╭──

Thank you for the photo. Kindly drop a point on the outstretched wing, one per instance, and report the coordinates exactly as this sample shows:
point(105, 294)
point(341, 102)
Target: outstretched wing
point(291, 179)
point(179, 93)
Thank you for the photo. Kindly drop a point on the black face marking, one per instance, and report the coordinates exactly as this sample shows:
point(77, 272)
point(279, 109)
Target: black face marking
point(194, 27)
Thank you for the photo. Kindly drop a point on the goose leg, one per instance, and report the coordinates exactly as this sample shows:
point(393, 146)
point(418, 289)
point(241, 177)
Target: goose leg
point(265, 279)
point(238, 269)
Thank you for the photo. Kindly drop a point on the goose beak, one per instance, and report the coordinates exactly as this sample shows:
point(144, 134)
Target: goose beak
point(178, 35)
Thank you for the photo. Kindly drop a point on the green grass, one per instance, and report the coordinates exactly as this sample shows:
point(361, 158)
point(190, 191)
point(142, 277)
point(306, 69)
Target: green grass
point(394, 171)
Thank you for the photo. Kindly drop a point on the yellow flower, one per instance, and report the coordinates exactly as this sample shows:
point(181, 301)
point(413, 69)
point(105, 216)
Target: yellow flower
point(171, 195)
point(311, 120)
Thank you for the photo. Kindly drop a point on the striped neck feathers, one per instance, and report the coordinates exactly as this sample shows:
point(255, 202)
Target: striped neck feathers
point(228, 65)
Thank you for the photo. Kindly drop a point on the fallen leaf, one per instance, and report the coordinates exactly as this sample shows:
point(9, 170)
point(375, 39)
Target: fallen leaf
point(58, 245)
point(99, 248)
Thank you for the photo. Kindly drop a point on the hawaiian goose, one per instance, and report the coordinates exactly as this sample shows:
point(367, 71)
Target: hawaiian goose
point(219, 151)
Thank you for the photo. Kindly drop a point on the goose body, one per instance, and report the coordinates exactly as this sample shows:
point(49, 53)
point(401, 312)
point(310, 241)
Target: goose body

╰──

Please restate the listing from the line with "on the hawaiian" up to and including its last line, requests included, and give nothing else. Scale each coordinate in the answer points by 0.3 and round to whole numbers, halves up, but leave the numbers in the requests unchanged.

Thank you for the photo. Kindly drop a point on the hawaiian goose, one per instance, and report the coordinates exactly as this sample shows:
point(367, 71)
Target: hawaiian goose
point(66, 45)
Thank you for the photo. Kindly drop a point on the goose body, one per instance, and report the coordinates exactly as this sample shows:
point(49, 53)
point(401, 312)
point(310, 241)
Target: goose body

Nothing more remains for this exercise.